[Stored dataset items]

──────────────────────────────

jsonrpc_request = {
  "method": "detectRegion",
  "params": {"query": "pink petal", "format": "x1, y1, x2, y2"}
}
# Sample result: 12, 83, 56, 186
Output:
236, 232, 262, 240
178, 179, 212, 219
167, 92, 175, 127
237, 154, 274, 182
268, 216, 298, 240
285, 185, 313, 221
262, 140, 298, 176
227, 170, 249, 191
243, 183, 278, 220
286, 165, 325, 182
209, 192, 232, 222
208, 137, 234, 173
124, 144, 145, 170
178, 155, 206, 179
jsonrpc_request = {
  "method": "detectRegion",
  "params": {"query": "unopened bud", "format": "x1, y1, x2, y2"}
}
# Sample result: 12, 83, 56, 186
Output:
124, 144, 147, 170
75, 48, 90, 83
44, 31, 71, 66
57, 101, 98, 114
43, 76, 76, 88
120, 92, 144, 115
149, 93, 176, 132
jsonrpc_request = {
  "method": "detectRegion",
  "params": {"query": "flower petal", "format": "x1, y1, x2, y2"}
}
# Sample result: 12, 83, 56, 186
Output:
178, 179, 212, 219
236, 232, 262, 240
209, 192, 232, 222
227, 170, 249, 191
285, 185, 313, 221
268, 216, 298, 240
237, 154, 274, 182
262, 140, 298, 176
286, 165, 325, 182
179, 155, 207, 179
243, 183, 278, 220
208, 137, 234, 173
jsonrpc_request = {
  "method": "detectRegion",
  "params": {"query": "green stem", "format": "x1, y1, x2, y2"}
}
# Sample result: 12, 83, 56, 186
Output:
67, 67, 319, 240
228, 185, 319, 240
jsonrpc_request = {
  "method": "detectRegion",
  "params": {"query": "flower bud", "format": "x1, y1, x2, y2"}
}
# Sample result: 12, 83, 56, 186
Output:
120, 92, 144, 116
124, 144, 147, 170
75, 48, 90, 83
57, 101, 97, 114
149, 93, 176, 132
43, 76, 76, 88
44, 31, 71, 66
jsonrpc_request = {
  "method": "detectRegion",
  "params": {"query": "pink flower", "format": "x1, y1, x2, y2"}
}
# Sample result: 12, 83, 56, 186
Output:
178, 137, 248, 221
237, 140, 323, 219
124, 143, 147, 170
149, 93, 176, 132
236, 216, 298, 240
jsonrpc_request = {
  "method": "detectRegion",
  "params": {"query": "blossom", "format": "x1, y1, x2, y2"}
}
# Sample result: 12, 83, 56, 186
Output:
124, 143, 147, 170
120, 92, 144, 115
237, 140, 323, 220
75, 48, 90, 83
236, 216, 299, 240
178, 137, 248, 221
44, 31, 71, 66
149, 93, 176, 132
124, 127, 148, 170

──────────────────────────────

▸ WHAT IS NEEDED
Gather every line of the items above that contains the word "flower" and copy each one out. Case counts, so match only that exact capitalization.

▸ SOLUTION TO THIS PROBLEM
  "params": {"query": "flower petal", "format": "x1, y1, x2, y2"}
  "params": {"query": "flower bud", "format": "x1, y1, x2, y2"}
  "params": {"query": "pink flower", "format": "x1, y1, x2, y2"}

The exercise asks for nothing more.